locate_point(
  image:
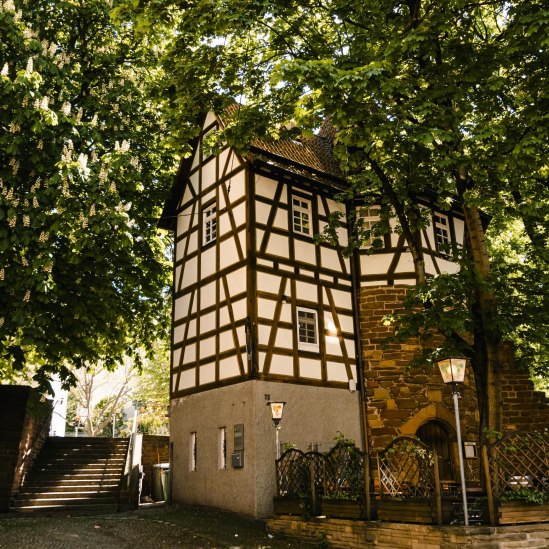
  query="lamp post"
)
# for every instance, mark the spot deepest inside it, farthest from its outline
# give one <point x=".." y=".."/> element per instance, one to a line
<point x="452" y="370"/>
<point x="276" y="413"/>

+-------+

INSTRUCTIONS FOR THE TASK —
Change "lamp post" to "street lamp" throughout the items above and write them out again with everything else unchanged, omitting the pictures.

COMPLETED EXERCISE —
locate_point(
  image:
  query="street lamp"
)
# for every instance, mark the spot deepest inside it, farthest from its outline
# give one <point x=".." y=".."/> element per instance, one to a line
<point x="452" y="370"/>
<point x="276" y="413"/>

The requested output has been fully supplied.